(Recorded data)
***
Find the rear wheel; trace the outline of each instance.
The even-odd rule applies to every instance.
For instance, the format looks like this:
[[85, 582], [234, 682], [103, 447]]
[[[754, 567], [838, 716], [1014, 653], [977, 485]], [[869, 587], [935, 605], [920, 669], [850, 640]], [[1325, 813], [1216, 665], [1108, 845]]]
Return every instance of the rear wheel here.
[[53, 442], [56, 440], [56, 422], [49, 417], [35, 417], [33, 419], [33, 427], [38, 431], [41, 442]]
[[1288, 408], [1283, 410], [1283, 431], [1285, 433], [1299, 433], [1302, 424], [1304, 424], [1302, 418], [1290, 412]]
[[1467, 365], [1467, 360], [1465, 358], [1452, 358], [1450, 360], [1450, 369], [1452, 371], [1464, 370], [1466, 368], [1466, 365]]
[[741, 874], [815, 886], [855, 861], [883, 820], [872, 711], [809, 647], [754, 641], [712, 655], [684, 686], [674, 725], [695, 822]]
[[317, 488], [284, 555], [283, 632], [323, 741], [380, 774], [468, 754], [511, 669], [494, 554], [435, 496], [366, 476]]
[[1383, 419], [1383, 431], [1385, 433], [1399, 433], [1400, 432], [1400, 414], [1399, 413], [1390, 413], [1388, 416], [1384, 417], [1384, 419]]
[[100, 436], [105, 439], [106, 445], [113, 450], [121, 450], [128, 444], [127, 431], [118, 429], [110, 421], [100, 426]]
***
The records above should be copied out again in full, exactly as they appear.

Find the rear wheel; trace the outline of each instance.
The even-odd rule applies to every instance.
For instance, the format looks like this:
[[85, 582], [234, 682], [103, 447]]
[[[754, 567], [838, 716], [1014, 653], [977, 485]], [[869, 587], [935, 605], [920, 669], [850, 640]], [[1325, 813], [1216, 665], [1108, 845]]]
Return every instance of the rear wheel here.
[[53, 442], [56, 440], [56, 422], [49, 417], [35, 417], [33, 419], [33, 427], [38, 431], [41, 442]]
[[1288, 408], [1283, 410], [1283, 431], [1285, 433], [1299, 433], [1302, 424], [1304, 424], [1302, 418], [1290, 412]]
[[1467, 365], [1467, 360], [1465, 358], [1452, 358], [1450, 360], [1450, 369], [1452, 371], [1464, 370], [1466, 368], [1466, 365]]
[[741, 874], [815, 886], [855, 861], [883, 820], [872, 711], [809, 647], [754, 641], [712, 655], [684, 686], [674, 725], [695, 822]]
[[317, 488], [284, 555], [283, 632], [323, 741], [380, 774], [468, 754], [511, 669], [494, 554], [435, 496], [366, 476]]
[[1383, 419], [1383, 431], [1385, 433], [1399, 433], [1400, 432], [1400, 414], [1399, 413], [1390, 413], [1388, 416], [1384, 417], [1384, 419]]
[[100, 436], [105, 439], [106, 445], [113, 450], [121, 450], [128, 444], [127, 431], [118, 429], [110, 421], [100, 426]]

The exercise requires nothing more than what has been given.